═══ ИСХОДНЫЙ ОТРЫВОК

Но и это ещё не всё - артист виртуозно ходил и даже танцевал на высоких ходулях, демонстрируя невероятное чувство баланса. Каждое его выступление становилось праздником мастерства, где юмор и акробатика сливались воедино.
С каждым выступлением сатира Лазаренко становилась острее. В Оренбурге он бросал в зал провокационный вопрос:
— Какая разница между часами и казаками?
Пауза. Затем удар:
— Во время еврейских погромов казаки стояли на часах, а после — часы оказались на казаках!
Полицейский протокол зафиксировал последствия: штраф. Но на следующий день клоун пошёл ещё дальше — его комментарии о русской конституции оказались настолько дерзкими, что выступления запретили вовсе.
Далее — новый скандал. Со сцены звучит:
— Иеромонах Иллиодор? Да это же помидор!
А когда Лазаренко назвал Распутина «распутным», жандармы ворвались за кулисы: арестовали, не дав даже переодеться — в клоунском наряде, с красным носом.
Штраф. Ещё штраф. Но опасный смех Лазаренко продолжал бить точно в цель.
Его выступления обрели чёткую формулу успеха. Сначала – злободневный монолог, который он читал, балансируя на ходулях или раскачиваясь на трапеции, иногда стремительно обегая арену по кругу. Затем – серия сатирических сценок и острых шуток. Финальный аккорд – эффектное сальто через препятствия, заставлявшее зал замирать.

══════
═══ ПРЕДСТАВЛЕННЫЕ ДАННЫЕ

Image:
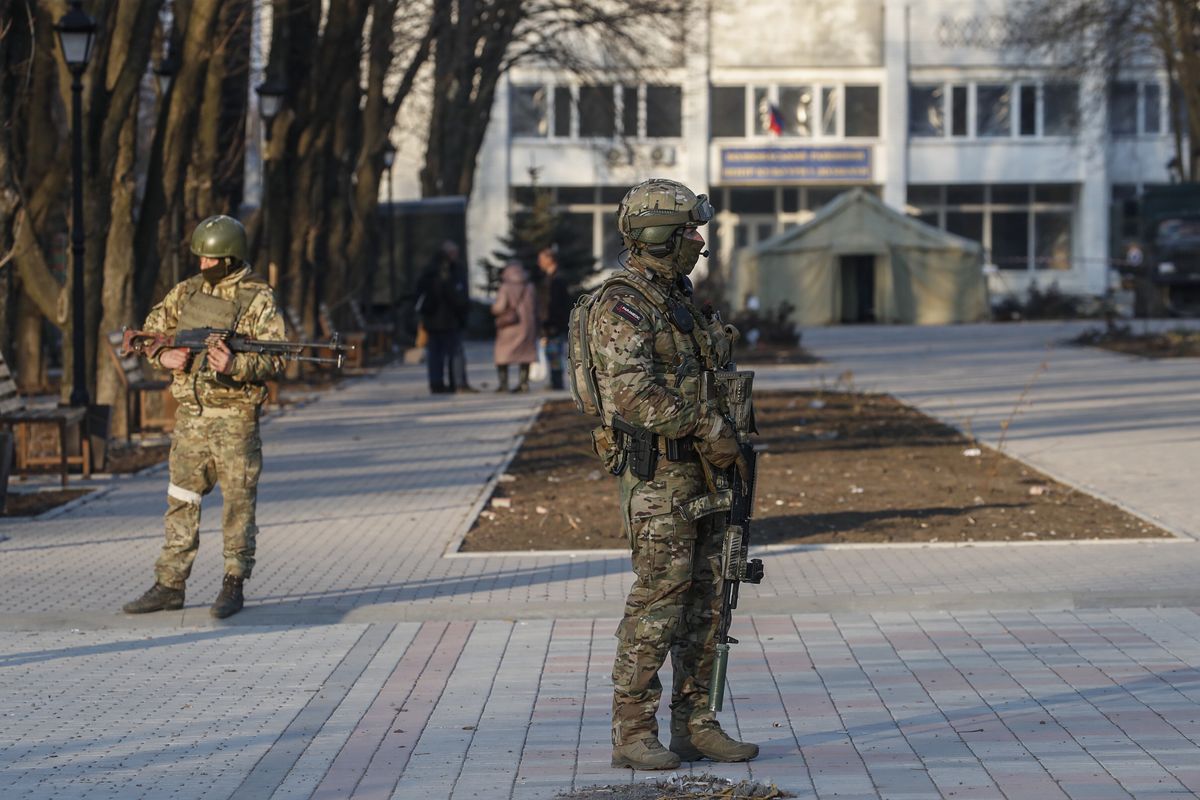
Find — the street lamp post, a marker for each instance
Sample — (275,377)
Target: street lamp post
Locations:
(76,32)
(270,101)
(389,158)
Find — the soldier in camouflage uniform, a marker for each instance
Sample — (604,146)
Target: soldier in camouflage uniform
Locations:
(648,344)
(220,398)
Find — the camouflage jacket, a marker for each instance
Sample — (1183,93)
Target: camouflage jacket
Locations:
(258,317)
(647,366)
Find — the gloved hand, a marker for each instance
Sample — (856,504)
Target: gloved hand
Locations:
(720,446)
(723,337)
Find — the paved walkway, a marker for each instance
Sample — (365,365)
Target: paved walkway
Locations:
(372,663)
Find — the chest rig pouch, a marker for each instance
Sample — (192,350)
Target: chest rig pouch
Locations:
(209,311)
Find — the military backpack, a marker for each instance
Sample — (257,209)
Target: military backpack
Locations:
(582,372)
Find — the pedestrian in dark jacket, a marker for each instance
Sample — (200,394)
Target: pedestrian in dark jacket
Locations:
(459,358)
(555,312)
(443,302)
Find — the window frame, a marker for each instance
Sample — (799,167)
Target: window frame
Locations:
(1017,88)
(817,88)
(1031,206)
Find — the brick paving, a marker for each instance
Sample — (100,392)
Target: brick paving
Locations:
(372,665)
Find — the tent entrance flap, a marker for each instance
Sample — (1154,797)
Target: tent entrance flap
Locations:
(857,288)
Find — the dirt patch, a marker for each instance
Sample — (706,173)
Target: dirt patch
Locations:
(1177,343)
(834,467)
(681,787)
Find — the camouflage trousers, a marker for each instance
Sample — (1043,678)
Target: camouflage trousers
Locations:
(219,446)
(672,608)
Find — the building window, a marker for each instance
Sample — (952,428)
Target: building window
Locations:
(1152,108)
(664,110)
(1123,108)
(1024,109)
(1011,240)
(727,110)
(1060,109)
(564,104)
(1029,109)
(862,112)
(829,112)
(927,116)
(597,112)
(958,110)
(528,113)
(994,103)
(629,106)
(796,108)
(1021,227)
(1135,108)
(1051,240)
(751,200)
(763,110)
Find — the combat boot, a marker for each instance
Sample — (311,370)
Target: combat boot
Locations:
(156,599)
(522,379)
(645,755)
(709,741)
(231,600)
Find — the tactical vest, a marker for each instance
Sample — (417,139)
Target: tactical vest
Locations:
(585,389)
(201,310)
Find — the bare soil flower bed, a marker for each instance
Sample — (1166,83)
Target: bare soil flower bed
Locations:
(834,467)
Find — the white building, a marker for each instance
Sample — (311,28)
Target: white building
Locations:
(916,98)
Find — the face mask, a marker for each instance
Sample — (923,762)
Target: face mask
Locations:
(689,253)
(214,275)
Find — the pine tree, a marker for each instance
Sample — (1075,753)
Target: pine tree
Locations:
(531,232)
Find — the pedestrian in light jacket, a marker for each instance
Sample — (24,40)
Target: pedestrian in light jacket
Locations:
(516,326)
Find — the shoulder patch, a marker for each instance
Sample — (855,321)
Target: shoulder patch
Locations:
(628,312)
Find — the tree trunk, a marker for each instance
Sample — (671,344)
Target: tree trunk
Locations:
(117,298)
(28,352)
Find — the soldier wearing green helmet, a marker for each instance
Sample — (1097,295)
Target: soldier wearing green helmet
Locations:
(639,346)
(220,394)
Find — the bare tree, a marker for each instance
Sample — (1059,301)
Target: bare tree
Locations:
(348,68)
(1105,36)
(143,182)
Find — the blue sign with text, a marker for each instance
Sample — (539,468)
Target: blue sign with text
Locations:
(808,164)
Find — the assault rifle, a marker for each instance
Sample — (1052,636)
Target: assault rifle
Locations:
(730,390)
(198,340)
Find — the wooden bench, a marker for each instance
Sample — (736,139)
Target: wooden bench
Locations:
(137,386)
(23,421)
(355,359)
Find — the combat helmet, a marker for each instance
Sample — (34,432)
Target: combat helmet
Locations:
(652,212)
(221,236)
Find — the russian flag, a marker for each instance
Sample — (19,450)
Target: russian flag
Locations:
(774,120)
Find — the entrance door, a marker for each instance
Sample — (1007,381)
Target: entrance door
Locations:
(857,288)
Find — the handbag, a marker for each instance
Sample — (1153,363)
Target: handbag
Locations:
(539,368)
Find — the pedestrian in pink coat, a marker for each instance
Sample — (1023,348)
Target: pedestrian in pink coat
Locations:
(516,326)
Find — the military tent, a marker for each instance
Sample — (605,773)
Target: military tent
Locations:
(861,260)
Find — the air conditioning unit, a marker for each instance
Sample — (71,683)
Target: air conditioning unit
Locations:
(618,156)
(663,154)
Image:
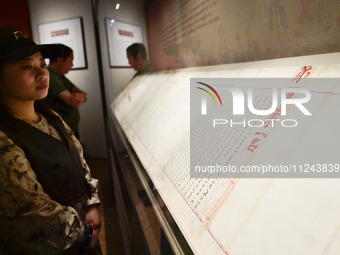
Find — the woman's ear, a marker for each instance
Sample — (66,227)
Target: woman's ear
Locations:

══════

ЗАДАНИЯ =
a) Ответьте на вопросы по отрывку о клоуне Лазаренко:
(i) В каком городе Лазаренко спросил зал о разнице между часами и казаками?
(ii) В каком виде жандармы арестовали его за кулисами?
(iii) Каким трюком завершались его выступления?
b) Продолжите отрывок о клоуне Лазаренко, начав сразу после его последнего предложения.

ОЖИДАЕМЫЕ ОТВЕТЫ =
a)
(i) В Оренбурге.
(ii) В клоунском наряде, с красным носом.
(iii) Эффектным сальто через препятствия.

b)
Лазаренко не признавал намёков и многозначительных пауз. Его стиль – прямота, "правда-матка", облечённая в откровенную публицистику. Читая монологи или перебрасываясь репликами со шпрехшталмейстером, он носился вдоль барьера, как ураган.
Но иногда артист перевоплощался. Особенно публика любила его Стецко – простодушного украинского паренька, случайно затесавшегося в цирк. Лазаренко мастерски вёл импровизированные диалоги с "земляками" на галёрке, вызывая искренний смех.
Слава росла. 1915 год – аншлаги в петроградском цирке "Модерн". Среди поклонников – сам Куприн, оставивший в альбоме артиста:
"Милый Лазаренко! Прыгай, остри, смейся... Твой труд любят и партер, и галёрка. А больше всего – дети. Чёрт побери того, кто поставит твоё искусство ниже иного. Оно – вечно!"
Затем – предложение от агентства Мартелли и Вальтер: гастроли в Англии, Франции, Испании. Увы – Первая мировая война перечеркнула планы.
Октябрьская революция застала Лазаренко на гастролях в Туле. Бросив все, он помчался в Москву - его клоунская маска философствующего босяка в поношенном сюртуке и кривом цилиндре вдруг перестала соответствовать эпохе. Артист быстро понял: публике нужно другое. В 1918 году он отправился на фронты Гражданской войны с небольшой труппой. Выступали прямо на полянах, прыгал через санитарные повозки, монологи звучали под свист пуль.
Вернувшись, Лазаренко колесил по рабочим клубам - пешком добирался из Сокольников, с Таганки. По ночам придумывал новую программу. Старая ирония уступила место ясной агитации.
1 мая 1919 года. Над праздничной Москвой вознеслась пестрая фигура на ходулях:
"В день Первого мая я, разумеется,
Не пожалею ни сил, ни ног,
Рабочим, крестьянам и красноармейцам
Посвящаю свой лучший прыжок!"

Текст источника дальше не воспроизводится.